TASK MATERIAL –
>>
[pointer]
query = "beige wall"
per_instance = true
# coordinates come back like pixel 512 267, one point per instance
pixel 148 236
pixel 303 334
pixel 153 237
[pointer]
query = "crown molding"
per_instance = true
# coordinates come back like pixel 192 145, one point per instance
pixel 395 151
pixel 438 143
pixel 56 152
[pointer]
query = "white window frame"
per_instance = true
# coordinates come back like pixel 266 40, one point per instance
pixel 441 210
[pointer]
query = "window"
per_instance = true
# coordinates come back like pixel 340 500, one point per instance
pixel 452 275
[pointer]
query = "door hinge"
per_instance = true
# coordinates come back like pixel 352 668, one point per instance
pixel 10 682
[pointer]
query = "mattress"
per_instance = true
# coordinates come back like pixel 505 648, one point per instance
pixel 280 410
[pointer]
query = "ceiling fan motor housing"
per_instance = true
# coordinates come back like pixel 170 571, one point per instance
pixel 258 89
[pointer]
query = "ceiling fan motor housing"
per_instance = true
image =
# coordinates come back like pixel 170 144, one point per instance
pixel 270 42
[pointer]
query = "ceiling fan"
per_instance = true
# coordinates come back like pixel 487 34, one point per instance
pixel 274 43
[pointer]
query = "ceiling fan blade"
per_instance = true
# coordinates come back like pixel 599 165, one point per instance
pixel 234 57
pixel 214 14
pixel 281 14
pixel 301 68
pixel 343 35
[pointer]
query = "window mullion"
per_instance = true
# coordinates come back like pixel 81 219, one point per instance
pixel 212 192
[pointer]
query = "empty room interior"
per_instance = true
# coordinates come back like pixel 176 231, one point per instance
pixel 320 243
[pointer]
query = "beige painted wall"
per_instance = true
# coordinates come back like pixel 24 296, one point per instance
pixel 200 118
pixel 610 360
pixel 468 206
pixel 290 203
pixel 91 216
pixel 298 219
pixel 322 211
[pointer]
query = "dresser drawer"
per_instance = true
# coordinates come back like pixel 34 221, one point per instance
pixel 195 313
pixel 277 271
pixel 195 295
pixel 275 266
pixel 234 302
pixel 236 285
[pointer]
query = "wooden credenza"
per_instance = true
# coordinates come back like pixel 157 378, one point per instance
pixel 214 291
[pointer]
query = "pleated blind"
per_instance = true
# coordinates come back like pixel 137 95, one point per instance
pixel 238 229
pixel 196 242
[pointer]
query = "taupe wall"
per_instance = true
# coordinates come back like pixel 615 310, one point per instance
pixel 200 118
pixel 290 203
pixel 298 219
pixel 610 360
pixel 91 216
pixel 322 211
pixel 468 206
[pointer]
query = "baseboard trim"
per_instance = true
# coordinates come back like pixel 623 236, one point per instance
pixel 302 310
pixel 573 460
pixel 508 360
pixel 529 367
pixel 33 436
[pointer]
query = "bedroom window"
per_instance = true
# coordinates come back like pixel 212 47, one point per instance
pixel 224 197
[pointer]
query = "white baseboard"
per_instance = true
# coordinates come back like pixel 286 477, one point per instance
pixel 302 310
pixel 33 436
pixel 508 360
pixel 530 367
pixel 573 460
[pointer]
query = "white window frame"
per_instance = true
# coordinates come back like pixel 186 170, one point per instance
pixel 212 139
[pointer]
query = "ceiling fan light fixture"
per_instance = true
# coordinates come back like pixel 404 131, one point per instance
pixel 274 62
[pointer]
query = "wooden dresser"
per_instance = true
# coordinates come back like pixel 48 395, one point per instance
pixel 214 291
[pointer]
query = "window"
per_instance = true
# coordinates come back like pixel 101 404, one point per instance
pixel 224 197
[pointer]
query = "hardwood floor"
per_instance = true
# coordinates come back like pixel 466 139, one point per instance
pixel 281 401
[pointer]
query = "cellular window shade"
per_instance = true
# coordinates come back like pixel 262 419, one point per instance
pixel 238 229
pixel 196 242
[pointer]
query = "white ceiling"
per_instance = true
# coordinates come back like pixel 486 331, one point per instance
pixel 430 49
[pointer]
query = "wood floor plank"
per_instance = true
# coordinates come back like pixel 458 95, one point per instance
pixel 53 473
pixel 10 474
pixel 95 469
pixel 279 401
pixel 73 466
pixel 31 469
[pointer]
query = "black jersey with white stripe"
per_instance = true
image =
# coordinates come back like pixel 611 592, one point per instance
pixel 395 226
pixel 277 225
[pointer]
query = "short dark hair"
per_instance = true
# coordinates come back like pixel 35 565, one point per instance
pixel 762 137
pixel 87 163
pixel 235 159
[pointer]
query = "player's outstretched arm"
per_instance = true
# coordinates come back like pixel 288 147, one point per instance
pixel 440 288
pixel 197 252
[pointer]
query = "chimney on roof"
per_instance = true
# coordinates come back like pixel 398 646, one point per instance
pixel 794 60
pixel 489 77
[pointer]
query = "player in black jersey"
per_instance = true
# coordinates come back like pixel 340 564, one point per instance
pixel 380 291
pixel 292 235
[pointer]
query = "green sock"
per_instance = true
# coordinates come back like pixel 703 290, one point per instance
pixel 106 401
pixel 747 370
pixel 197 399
<<
What lines in the material above contain the word "white"? Copy them out.

query = "white window frame"
query = "white baseboard"
query = "white window frame"
query = "white ceiling"
query = "black jersey with white stripe"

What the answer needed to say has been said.